# Provided text
[Top][All Lists]
[Date Prev][Date Next][Thread Prev][Thread Next][Date Index][Thread Index]
Re: automatic resume of monitoring, is it possible?
From: |
Martin Pala |
Subject: |
Re: automatic resume of monitoring, is it possible? |
Date: |
Mon, 28 Feb 2011 13:47:16 +0100 |
Having multiple checks for the same resource (like mentioned "file1" and
"file1recover") isn't problem.
Martin
On Feb 28, 2011, at 2:39 AM, John (yt) Hogenmiller wrote:
> Thanks for the clarification.
>
> So in this case, instead of telling the dependent (file2) about the
> parent (file1), I would have the parent (file1) start and stop
> monitoring on its dependents (file2).
>
> I could see that working. In my case though, I would probably have to
> define groups and start and stop monitoring on a group. I have one
> device that connects almost everything together. I actually have a
> sort of cascade going on. One access point has three subscriber units
> connected to it, and then each subscriber unit has its own access
> point attached. One of the subscriber units has a router and a server
> behind it.
>
> Here is my network layout if the formatting holds up
>
> / -> fv3su -> fv3ap
> monit server -> fvinside -> fv1ap -> fv4su -> fv4ap
> \-> fv2su -> fv2ap
> \-> fvoffice ->
> fvofficeserv
>
> Again, these are all physically discrete devices with no way to
> automatically restart them. The biggest one is if FV1 or FVINSIDE
> goes down, we'll get 8-9 other devices also showing down. If FV2SU
> goes down, only 3 other devices show down.

# Directive A
Pick out every line of the entries that holds the word "metal", paying attention to case.
The entries below have no link to the mailing-list post above.

# Recorded data
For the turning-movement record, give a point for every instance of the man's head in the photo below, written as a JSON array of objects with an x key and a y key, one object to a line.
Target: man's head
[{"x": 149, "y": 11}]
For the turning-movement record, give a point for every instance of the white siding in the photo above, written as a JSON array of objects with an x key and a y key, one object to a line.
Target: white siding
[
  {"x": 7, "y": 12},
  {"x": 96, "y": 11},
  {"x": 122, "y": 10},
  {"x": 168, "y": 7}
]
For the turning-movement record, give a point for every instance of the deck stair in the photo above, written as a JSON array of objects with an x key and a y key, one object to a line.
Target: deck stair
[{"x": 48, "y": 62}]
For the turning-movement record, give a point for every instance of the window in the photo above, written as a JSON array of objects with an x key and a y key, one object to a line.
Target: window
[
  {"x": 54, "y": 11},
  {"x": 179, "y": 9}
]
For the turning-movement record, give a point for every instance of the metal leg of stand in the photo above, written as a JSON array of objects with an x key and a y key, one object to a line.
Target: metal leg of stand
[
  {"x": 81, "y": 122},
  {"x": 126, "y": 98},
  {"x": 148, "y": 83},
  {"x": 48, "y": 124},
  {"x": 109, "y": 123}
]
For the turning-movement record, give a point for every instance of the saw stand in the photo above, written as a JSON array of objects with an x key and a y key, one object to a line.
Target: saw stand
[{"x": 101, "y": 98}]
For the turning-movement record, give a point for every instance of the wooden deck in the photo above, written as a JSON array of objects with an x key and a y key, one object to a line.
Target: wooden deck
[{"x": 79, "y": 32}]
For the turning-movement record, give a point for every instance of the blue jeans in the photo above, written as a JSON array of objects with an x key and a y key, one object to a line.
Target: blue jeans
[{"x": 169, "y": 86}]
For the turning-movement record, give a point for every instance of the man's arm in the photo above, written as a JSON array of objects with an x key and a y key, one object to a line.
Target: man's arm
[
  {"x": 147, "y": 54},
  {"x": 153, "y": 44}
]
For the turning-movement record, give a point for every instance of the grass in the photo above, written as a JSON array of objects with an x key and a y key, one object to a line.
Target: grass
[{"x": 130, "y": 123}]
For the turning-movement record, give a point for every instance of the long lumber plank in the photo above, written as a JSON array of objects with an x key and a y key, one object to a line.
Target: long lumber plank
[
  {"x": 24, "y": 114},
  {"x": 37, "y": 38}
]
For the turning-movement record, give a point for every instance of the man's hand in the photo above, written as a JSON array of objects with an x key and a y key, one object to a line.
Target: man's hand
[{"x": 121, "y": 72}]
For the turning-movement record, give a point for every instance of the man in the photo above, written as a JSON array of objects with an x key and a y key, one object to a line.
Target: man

# Directive B
Write out everything in the mailing-list post from "[Top][All Lists]" down to "for the clarification.", swapping "resource" for "device".

# Exercise answer A
For the turning-movement record, give a point for every instance of the metal leg of stand in the photo above, written as a JSON array of objects with an x key and a y key, one object to a line.
Target: metal leg of stand

# Exercise answer B
[Top][All Lists]
[Date Prev][Date Next][Thread Prev][Thread Next][Date Index][Thread Index]
Re: automatic resume of monitoring, is it possible?
From: |
Martin Pala |
Subject: |
Re: automatic resume of monitoring, is it possible? |
Date: |
Mon, 28 Feb 2011 13:47:16 +0100 |
Having multiple checks for the same device (like mentioned "file1" and
"file1recover") isn't problem.
Martin
On Feb 28, 2011, at 2:39 AM, John (yt) Hogenmiller wrote:
> Thanks for the clarification.